### DOCUMENT PASSAGE ###

Introduction to Graph Theory: Finding The Shortest Path

Introduction to Graph Theory: Finding The Shortest Path (Posted on February 9^th, 2013)

Graph theory is one of those things in the computer science field that has the stigma of being extremely hard and near impossible to understand. My goal for this post is to introduce you to graph theory and show you one approach to finding the shortest path in a graph using Dijkstra's Algorithm. Don't worry about learning everything in one go. If you can walk away with a few concepts and one or two things implanted in your memory you're well on your way to understanding path searching in graph theory.

I'll be deviating from python and going with ruby for this post. If you're here for your usual dose of python code feel free to follow along and reference the code at the very bottom of this post where I've completed a python implementation. Python and ruby are similar enough where you should be able to understand most of the code though.

The Setup

Just need one gem for this one. PriorityQueue will allow us to have a heap where we can change the priority and have the tree automatically rebalance which is nice.

gem install PriorityQueue

A Little About Graphs

In the computer science world a graph is a data structure that represents a connected plot of points. You can kind of think of the points (verticies) as cities and the lines (edges) that connect those points as roads. If you're familiar with trees you can think of it as a tree where a node on the tree can link to many or no other nodes on the tree. You can use graphs to do all sorts of cool things such as find a person's Bacon Number, find all the Married people who like Prostitutes, or get directions to my house.

The Graph

This is a picture of the weighted graph we'll be implementing/searching. A weighted graph simply means that the edges (roads) of the graph have a value. In our case we'll be using that value as a distance. It's a rather small graph but it will definitely help to give us an idea of how we can efficiently search a graph.

Visual representation of the computer science graph that's being implemented

Inplementing this graph is only a few lines for the class and some calls to our add_vertex method.

class Graph
    def initialize()
        @vertices = {}
    end
  
    def add_vertex(name, edges)
        @vertices[name] = edges
    end
    
    def to_s
        return @vertices.inspect
    end
end

So in our case we want to create a graph and add a vertex "A" which has paths to vertices "B" and "C" with distances 7 and 8 respectively. It's as simple as:

g = Graph.new
g.add_vertex('A', {'B' => 7, 'C' => 8})

Here's the code to add the rest of the verticies to match the graph picture above. Feel free to add your own and make your own graph. As long as the weights (distances) are positive the algorithm will work.

g.add_vertex('B', {'A' => 7, 'F' => 2})
g.add_vertex('C', {'A' => 8, 'F' => 6, 'G' => 4})
g.add_vertex('D', {'F' => 8})
g.add_vertex('E', {'H' => 1})
g.add_vertex('F', {'B' => 2, 'C' => 6, 'D' => 8, 'G' => 9, 'H' => 3})
g.add_vertex('G', {'C' => 4, 'F' => 9})
g.add_vertex('H', {'E' => 1, 'F' => 3})

### RECORDED INFORMATION ###

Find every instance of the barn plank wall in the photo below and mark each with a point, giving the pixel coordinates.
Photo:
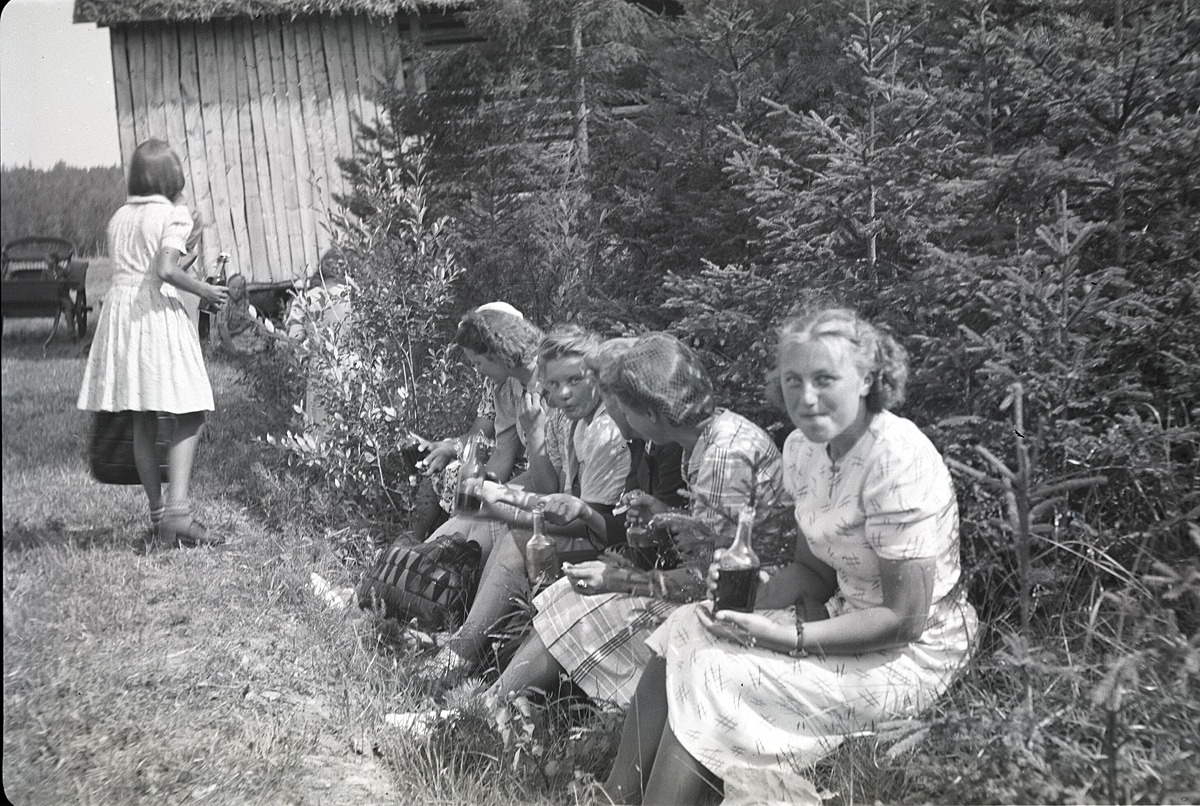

###

(SHORT EXERCISE A):
Answer each question from the shortest-path post above.
(i) Which gem does the post install?
(ii) What distance does the post give for the path from vertex "A" to vertex "C"?
(iii) What condition on the weights does the post say the algorithm needs?
(SHORT EXERCISE B):
Pick up the shortest-path post after its final add_vertex call and continue it.

(FINAL ANSWER A):
(i) PriorityQueue
(ii) 8
(iii) The weights (distances) must be positive.

(FINAL ANSWER B):
Dijkstra's Algorithm Overview

Back before computers were a thing, around 1956, Edsger Dijkstra came up with a way to find the shortest path within a graph whose edges were all non-negative values. To this day, almost 50 years later, his algorithm is still being used in things such as link-state routing. It has also been extended by others to create more advanced path finding algorithms such as A*.

The algorithm starts with a graph and a source vertex which serves as the root node. For our graph let's use "A" as the source. Starting with "A" we want to calculate the path to all of our connected nodes from "A" which happens to be "B" and "C". When we do that we'll see something like:

Vertex	Distance	Node We Came From
A	0
B	7	A
C	8	A
D	∞
E	∞
F	∞
G	∞
H	∞

Our next step will be to grab the next shortest path from "A" that we haven't visted yet and set that as our new source. We'll store this in a min-heap for easy O(1) retrieval. In this case the next closest would be "B". So we'll head to "B" and repeat the process. We keeping doing this until all vertices have been found or we find our target vertex if one is set. After the algorithm runs we'll end up with a table that looks like:

Vertex	Distance	Node We Came From
A	0
B	7	A
C	8	A
D	17	F
E	13	H
F	9	B
G	12	C
H	12	F

If we wanted to find the path from "A" to "H" we'll start at "H" and work our way backwards. We already know the distance from "A" to "H" is 12 so we just need the path that we took to get there. So starting from "H" we see the shortest path came from "F". The shortest path from "F" to "A" was through the vertex "B". The shortest path from "B" to "A" was the direct path we have "B" to "A". Therefore our path is A → B → F → H.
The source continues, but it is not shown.